## Begin

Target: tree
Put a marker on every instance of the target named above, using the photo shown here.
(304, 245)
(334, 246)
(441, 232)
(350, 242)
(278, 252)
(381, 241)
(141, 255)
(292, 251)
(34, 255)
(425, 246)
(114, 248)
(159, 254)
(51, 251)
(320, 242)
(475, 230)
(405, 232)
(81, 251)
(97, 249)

## End

▸ **WHAT YOU HAVE TO DO**:
Copy the records above line for line, changing nothing.

▸ **EXPECTED OUTPUT**:
Target: tree
Put a marker on every instance of the target named above, using the photo shown here.
(304, 245)
(334, 246)
(441, 232)
(350, 242)
(278, 252)
(381, 241)
(141, 255)
(292, 251)
(34, 255)
(425, 246)
(114, 248)
(159, 254)
(51, 251)
(320, 242)
(475, 230)
(405, 232)
(81, 251)
(97, 249)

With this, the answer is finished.